++++ TEXT SECTION ++++

Energy price surge puts businesses under strain

Published: 02/04/2026 By Katie Drake

UK businesses are facing significant financial pressure as wholesale energy prices surge, driven largely by escalating conflict in the Middle East. With many commercial energy contracts due for renewal in April, companies across multiple sectors are bracing for steep cost increases that threaten already tight margins.

Sharp rises in gas and electricity costs
Recent industry analysis highlights the scale of the challenge:
  • Electricity prices rising by up to 30%
  • Gas bills increasing by as much as 80%
For larger sites, particularly in retail, leisure, and manufacturing, these increases could mean six‑figure jumps in annual overheads. Unlike households, businesses do not benefit from a regulated price cap, leaving them immediately exposed to wholesale volatility.

Industry leaders warn of growing risk
Energy suppliers and trade bodies have raised concerns about the wider economic impact:
  • Fears of potential fuel shortages in Europe are adding to uncertainty.
  • Manufacturing groups describe the current situation as a “national economic emergency.”
  • The Federation of Small Businesses warns smaller firms are especially vulnerable, lacking bargaining power or hedging options.
Although the government intends to expand support for energy‑intensive industries, changes are not due until next year offering no immediate relief for firms renewing contracts this spring.

++++

_TASK INSTRUCTIONS_. Can you reproduce the article on the energy price surge and its strain on UK businesses, word for word?

++++ DATASET ++++

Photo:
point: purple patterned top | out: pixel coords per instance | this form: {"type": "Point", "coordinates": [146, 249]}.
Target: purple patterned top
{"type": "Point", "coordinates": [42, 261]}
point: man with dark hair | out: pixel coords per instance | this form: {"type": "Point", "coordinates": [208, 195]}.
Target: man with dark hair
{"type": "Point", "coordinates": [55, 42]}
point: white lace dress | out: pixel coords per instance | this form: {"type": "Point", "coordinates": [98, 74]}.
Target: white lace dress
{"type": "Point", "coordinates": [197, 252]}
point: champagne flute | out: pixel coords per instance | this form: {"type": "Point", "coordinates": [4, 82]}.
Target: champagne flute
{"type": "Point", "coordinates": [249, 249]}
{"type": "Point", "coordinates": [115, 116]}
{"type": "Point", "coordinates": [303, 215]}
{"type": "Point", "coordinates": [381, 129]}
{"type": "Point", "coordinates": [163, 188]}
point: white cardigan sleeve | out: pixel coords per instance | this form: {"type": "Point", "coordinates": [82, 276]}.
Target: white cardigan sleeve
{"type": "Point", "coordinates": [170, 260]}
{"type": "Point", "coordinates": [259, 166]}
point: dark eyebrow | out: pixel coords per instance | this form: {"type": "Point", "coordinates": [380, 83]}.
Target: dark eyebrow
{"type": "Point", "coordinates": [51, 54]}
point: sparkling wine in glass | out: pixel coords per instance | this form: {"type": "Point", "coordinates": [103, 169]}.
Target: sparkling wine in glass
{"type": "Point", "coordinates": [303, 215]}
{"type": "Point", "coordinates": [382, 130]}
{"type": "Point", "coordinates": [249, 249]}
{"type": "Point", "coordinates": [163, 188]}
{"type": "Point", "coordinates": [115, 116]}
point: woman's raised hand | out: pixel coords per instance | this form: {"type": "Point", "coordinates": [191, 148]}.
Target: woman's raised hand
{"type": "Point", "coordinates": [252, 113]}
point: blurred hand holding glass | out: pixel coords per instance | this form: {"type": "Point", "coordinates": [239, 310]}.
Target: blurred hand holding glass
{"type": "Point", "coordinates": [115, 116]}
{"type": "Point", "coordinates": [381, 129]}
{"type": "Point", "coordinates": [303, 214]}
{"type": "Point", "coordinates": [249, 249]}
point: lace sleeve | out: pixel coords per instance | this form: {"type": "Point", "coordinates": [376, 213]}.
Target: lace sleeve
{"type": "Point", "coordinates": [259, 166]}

++++

_SOLUTION TO THE PROBLEM_.
Energy price surge puts businesses under strain

Published: 02/04/2026 By Katie Drake

UK businesses are facing significant financial pressure as wholesale energy prices surge, driven largely by escalating conflict in the Middle East. With many commercial energy contracts due for renewal in April, companies across multiple sectors are bracing for steep cost increases that threaten already tight margins.

Sharp rises in gas and electricity costs
Recent industry analysis highlights the scale of the challenge:
  • Electricity prices rising by up to 30%
  • Gas bills increasing by as much as 80%
For larger sites, particularly in retail, leisure, and manufacturing, these increases could mean six‑figure jumps in annual overheads. Unlike households, businesses do not benefit from a regulated price cap, leaving them immediately exposed to wholesale volatility.

Industry leaders warn of growing risk
Energy suppliers and trade bodies have raised concerns about the wider economic impact:
  • Fears of potential fuel shortages in Europe are adding to uncertainty.
  • Manufacturing groups describe the current situation as a “national economic emergency.”
  • The Federation of Small Businesses warns smaller firms are especially vulnerable, lacking bargaining power or hedging options.
Although the government intends to expand support for energy‑intensive industries, changes are not due until next year offering no immediate relief for firms renewing contracts this spring.